> _Work required_
Where a line contains the word "statue", copy that line from the records below.

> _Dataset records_
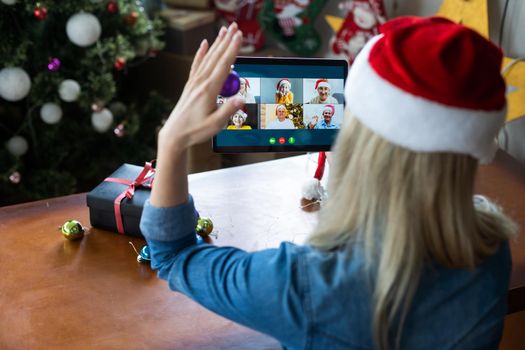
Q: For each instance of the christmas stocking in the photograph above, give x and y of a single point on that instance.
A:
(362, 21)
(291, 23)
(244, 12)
--
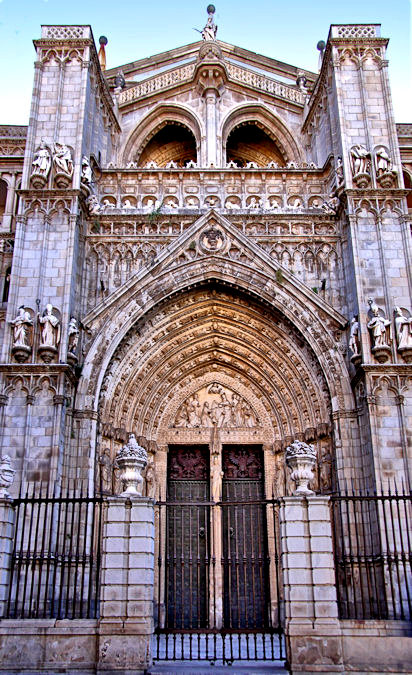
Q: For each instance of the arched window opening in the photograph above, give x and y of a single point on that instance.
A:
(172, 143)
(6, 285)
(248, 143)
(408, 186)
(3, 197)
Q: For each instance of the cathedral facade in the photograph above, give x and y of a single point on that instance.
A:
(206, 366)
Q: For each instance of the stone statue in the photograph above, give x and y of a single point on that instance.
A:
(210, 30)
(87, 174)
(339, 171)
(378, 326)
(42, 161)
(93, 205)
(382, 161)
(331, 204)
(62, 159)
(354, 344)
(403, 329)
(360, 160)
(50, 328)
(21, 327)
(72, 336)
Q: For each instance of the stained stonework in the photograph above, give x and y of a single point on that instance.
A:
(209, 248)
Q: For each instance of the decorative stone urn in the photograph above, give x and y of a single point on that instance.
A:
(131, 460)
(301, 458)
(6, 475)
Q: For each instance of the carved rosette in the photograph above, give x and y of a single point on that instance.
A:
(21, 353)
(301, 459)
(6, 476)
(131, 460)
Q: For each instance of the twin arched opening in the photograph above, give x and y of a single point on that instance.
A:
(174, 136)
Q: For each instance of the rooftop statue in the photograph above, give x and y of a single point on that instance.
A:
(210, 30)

> _Task solution_
Q: For each instance of the stone statue in the photograph above, give x and y of a single point on that instance.
Q: For each instance of the rooftop statue in the photograph above, give x and y of a single point on that instance.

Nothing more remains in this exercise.